- [STATED TASK] Return every line of the listing below that contains the word "floor".

- [RECORDS TO PROCESS]
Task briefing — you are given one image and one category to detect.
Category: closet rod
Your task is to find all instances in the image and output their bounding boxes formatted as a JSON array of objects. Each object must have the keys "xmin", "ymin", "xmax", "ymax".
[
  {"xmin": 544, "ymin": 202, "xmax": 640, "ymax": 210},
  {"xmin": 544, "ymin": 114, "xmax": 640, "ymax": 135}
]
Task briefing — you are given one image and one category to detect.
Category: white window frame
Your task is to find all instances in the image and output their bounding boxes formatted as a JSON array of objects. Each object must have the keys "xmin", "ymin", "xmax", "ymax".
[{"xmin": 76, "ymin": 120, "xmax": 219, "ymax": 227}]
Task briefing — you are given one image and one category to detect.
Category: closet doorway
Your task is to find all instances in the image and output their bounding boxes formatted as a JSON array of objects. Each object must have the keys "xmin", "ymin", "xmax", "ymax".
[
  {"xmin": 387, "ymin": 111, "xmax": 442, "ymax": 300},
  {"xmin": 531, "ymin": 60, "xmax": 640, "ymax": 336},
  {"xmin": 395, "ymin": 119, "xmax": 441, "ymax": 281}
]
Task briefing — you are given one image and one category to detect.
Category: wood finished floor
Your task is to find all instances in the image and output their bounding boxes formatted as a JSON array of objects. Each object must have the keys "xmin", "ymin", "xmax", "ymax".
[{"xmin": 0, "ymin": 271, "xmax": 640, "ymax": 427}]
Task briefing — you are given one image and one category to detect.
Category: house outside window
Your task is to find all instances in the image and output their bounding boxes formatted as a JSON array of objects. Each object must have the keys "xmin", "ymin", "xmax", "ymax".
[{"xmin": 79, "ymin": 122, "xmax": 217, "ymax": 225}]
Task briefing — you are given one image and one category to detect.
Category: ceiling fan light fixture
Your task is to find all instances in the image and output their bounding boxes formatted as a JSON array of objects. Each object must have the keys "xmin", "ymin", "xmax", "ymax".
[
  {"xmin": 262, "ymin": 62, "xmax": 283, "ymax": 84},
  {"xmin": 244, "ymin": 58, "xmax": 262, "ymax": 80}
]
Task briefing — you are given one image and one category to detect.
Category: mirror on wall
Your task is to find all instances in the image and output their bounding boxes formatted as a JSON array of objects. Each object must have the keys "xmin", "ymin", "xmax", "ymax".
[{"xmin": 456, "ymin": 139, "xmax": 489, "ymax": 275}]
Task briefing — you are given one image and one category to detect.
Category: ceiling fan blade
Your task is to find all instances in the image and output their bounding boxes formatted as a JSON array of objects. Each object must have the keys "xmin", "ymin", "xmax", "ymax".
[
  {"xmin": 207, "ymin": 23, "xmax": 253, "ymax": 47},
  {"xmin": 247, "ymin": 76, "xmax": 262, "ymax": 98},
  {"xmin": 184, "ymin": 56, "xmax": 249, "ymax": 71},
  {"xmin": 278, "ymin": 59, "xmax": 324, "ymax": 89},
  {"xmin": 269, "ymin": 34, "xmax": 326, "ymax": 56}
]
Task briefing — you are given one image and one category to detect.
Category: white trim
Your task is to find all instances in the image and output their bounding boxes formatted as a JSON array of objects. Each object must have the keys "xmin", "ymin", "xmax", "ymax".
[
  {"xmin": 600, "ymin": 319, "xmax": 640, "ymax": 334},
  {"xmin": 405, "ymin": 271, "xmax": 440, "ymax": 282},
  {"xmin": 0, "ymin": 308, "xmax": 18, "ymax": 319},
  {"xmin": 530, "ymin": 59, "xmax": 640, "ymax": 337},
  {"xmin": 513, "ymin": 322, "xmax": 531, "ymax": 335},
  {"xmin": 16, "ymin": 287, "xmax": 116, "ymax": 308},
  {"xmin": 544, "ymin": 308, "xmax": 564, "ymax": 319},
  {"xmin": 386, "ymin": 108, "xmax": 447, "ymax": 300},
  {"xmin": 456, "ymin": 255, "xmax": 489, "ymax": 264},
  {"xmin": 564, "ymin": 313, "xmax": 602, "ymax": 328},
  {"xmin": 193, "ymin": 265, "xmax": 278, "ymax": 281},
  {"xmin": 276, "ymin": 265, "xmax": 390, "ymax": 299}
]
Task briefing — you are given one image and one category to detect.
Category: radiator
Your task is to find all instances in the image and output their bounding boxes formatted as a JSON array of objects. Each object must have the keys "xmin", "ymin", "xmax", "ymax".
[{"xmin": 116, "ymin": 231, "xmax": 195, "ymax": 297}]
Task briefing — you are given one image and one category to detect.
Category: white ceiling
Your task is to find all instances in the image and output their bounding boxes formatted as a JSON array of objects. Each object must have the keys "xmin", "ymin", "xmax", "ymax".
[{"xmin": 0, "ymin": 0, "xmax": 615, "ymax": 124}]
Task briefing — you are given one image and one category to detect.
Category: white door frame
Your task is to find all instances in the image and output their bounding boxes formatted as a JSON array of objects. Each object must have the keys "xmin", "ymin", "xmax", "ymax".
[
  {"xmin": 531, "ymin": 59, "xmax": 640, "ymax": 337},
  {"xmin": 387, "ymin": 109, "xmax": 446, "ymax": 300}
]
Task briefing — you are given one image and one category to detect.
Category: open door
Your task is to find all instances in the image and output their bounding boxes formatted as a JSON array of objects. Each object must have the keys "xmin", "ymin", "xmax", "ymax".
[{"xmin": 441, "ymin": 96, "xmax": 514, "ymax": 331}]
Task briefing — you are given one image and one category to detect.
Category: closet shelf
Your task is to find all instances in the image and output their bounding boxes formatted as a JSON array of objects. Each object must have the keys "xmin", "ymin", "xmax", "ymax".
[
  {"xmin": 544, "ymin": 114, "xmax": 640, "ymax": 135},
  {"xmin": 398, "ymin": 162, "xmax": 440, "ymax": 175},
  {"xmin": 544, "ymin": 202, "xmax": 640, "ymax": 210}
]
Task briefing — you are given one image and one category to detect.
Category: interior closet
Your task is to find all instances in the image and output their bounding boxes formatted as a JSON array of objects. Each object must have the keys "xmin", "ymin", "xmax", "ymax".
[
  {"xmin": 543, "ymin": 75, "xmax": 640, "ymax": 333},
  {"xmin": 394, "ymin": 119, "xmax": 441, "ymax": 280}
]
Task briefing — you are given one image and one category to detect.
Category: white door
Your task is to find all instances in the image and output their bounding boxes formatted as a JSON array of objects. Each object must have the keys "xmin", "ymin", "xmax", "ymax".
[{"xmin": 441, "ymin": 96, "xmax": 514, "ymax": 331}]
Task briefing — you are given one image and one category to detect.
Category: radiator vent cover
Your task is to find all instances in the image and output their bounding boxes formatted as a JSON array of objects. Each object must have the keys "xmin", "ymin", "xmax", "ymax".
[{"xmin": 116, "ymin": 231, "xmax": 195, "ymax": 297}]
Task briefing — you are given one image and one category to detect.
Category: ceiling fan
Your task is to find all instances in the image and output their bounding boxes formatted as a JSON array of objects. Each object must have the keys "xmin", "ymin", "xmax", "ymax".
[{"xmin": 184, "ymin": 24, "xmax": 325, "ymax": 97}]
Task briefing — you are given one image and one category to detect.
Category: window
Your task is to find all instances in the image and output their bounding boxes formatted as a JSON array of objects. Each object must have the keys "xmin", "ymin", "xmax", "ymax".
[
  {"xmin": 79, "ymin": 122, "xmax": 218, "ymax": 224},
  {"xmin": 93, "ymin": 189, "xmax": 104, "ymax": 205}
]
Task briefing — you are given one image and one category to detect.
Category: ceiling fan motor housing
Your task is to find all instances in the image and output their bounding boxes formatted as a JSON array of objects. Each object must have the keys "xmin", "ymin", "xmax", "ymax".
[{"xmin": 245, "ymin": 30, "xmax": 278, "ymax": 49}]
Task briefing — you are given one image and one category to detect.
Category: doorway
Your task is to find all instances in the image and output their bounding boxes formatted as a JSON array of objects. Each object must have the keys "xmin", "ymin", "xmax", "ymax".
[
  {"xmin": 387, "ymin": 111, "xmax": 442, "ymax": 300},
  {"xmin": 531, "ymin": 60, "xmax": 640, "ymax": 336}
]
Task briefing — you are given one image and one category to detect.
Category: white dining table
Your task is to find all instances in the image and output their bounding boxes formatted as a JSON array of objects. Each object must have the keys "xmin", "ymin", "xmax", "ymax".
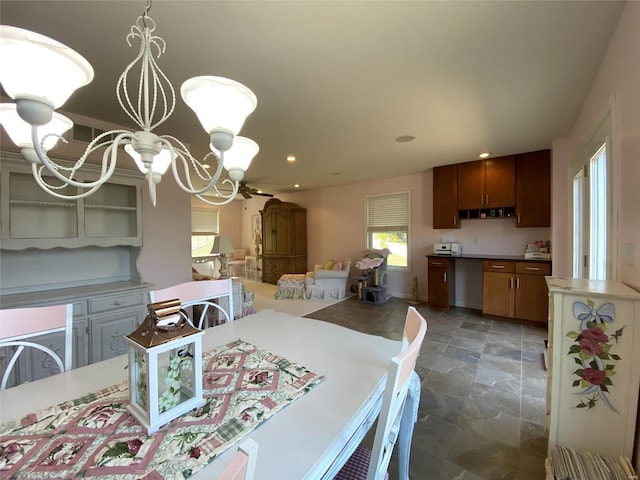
[{"xmin": 0, "ymin": 310, "xmax": 415, "ymax": 480}]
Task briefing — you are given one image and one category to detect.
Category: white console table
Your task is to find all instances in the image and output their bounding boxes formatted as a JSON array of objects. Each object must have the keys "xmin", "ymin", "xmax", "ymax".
[{"xmin": 546, "ymin": 277, "xmax": 640, "ymax": 458}]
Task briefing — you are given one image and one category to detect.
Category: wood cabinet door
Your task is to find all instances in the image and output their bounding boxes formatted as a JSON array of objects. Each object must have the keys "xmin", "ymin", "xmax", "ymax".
[
  {"xmin": 433, "ymin": 165, "xmax": 460, "ymax": 228},
  {"xmin": 515, "ymin": 275, "xmax": 549, "ymax": 323},
  {"xmin": 484, "ymin": 156, "xmax": 516, "ymax": 208},
  {"xmin": 516, "ymin": 150, "xmax": 551, "ymax": 227},
  {"xmin": 427, "ymin": 259, "xmax": 450, "ymax": 309},
  {"xmin": 482, "ymin": 272, "xmax": 515, "ymax": 318},
  {"xmin": 458, "ymin": 160, "xmax": 484, "ymax": 210}
]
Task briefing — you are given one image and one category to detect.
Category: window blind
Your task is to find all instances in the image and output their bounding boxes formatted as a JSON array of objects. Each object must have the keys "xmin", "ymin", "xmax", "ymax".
[
  {"xmin": 367, "ymin": 192, "xmax": 409, "ymax": 232},
  {"xmin": 191, "ymin": 208, "xmax": 220, "ymax": 235}
]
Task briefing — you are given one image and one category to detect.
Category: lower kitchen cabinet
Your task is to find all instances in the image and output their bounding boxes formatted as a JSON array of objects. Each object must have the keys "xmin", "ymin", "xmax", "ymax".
[
  {"xmin": 427, "ymin": 257, "xmax": 455, "ymax": 310},
  {"xmin": 0, "ymin": 282, "xmax": 149, "ymax": 386},
  {"xmin": 482, "ymin": 260, "xmax": 551, "ymax": 323}
]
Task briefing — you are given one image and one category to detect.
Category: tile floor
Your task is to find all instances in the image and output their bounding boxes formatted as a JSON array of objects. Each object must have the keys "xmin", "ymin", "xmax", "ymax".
[{"xmin": 306, "ymin": 298, "xmax": 547, "ymax": 480}]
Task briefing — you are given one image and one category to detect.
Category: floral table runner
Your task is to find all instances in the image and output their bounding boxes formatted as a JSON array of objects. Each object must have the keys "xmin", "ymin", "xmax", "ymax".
[{"xmin": 0, "ymin": 340, "xmax": 324, "ymax": 480}]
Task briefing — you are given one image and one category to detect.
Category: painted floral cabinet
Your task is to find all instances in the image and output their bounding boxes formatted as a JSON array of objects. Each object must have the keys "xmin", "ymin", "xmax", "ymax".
[{"xmin": 546, "ymin": 277, "xmax": 640, "ymax": 458}]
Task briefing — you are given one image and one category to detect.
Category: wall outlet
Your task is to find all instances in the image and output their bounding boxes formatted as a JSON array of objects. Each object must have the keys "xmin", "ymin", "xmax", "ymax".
[{"xmin": 623, "ymin": 243, "xmax": 636, "ymax": 267}]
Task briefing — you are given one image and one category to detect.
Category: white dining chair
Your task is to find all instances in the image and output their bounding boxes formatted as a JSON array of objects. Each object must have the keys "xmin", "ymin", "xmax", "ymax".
[
  {"xmin": 335, "ymin": 307, "xmax": 427, "ymax": 480},
  {"xmin": 218, "ymin": 438, "xmax": 258, "ymax": 480},
  {"xmin": 0, "ymin": 303, "xmax": 73, "ymax": 390},
  {"xmin": 149, "ymin": 278, "xmax": 233, "ymax": 329}
]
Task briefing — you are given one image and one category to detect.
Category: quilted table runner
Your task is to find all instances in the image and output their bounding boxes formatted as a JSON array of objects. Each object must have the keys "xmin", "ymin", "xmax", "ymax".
[{"xmin": 0, "ymin": 340, "xmax": 324, "ymax": 480}]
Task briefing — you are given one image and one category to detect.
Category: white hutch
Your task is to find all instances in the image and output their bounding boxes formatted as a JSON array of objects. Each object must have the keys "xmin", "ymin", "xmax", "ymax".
[{"xmin": 0, "ymin": 152, "xmax": 149, "ymax": 382}]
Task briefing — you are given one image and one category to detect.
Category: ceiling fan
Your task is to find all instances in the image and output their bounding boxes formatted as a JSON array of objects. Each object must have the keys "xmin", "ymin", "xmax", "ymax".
[{"xmin": 238, "ymin": 181, "xmax": 273, "ymax": 198}]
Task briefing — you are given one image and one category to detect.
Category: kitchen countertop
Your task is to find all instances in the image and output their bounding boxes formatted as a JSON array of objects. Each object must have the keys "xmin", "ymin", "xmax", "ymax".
[{"xmin": 425, "ymin": 253, "xmax": 551, "ymax": 263}]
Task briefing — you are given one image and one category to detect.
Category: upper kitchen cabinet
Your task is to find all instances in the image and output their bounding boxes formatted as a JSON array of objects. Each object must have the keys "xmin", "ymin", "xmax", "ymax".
[
  {"xmin": 433, "ymin": 165, "xmax": 460, "ymax": 228},
  {"xmin": 0, "ymin": 152, "xmax": 142, "ymax": 250},
  {"xmin": 458, "ymin": 156, "xmax": 516, "ymax": 210},
  {"xmin": 516, "ymin": 150, "xmax": 551, "ymax": 227}
]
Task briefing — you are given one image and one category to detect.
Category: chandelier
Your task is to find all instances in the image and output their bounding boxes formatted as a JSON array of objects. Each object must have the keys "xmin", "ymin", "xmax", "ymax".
[{"xmin": 0, "ymin": 0, "xmax": 259, "ymax": 206}]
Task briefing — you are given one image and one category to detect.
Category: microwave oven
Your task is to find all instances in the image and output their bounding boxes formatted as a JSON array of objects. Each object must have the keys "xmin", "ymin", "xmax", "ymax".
[{"xmin": 433, "ymin": 243, "xmax": 462, "ymax": 256}]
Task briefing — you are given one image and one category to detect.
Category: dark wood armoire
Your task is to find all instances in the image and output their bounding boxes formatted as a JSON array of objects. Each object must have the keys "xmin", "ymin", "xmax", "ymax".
[{"xmin": 260, "ymin": 198, "xmax": 307, "ymax": 285}]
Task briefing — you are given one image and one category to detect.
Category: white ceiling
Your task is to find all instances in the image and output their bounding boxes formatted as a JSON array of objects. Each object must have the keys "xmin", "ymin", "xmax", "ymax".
[{"xmin": 0, "ymin": 0, "xmax": 624, "ymax": 193}]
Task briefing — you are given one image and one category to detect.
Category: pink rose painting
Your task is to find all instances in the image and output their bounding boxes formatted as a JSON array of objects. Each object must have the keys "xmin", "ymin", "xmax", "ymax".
[{"xmin": 567, "ymin": 300, "xmax": 624, "ymax": 412}]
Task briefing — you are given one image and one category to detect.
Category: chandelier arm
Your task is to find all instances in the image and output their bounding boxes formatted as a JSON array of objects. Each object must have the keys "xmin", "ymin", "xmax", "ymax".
[
  {"xmin": 159, "ymin": 137, "xmax": 237, "ymax": 198},
  {"xmin": 31, "ymin": 163, "xmax": 102, "ymax": 200},
  {"xmin": 31, "ymin": 125, "xmax": 131, "ymax": 188},
  {"xmin": 160, "ymin": 135, "xmax": 214, "ymax": 183},
  {"xmin": 145, "ymin": 171, "xmax": 156, "ymax": 207},
  {"xmin": 196, "ymin": 182, "xmax": 240, "ymax": 207}
]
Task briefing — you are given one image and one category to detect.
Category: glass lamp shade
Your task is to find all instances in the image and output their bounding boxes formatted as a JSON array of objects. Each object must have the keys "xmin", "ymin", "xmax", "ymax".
[
  {"xmin": 180, "ymin": 76, "xmax": 258, "ymax": 135},
  {"xmin": 0, "ymin": 25, "xmax": 93, "ymax": 109},
  {"xmin": 0, "ymin": 103, "xmax": 73, "ymax": 150},
  {"xmin": 209, "ymin": 136, "xmax": 260, "ymax": 172},
  {"xmin": 124, "ymin": 144, "xmax": 175, "ymax": 175}
]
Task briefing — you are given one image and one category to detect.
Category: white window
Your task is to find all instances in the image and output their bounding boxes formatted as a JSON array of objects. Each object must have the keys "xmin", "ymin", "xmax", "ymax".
[
  {"xmin": 573, "ymin": 102, "xmax": 618, "ymax": 280},
  {"xmin": 191, "ymin": 207, "xmax": 220, "ymax": 257},
  {"xmin": 366, "ymin": 192, "xmax": 411, "ymax": 270}
]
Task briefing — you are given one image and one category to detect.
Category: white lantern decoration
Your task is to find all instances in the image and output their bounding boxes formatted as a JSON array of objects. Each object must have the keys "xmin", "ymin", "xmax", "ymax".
[{"xmin": 124, "ymin": 299, "xmax": 205, "ymax": 435}]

- [ANSWER TO THE EXERCISE]
Category: wood finished floor
Category: tile floor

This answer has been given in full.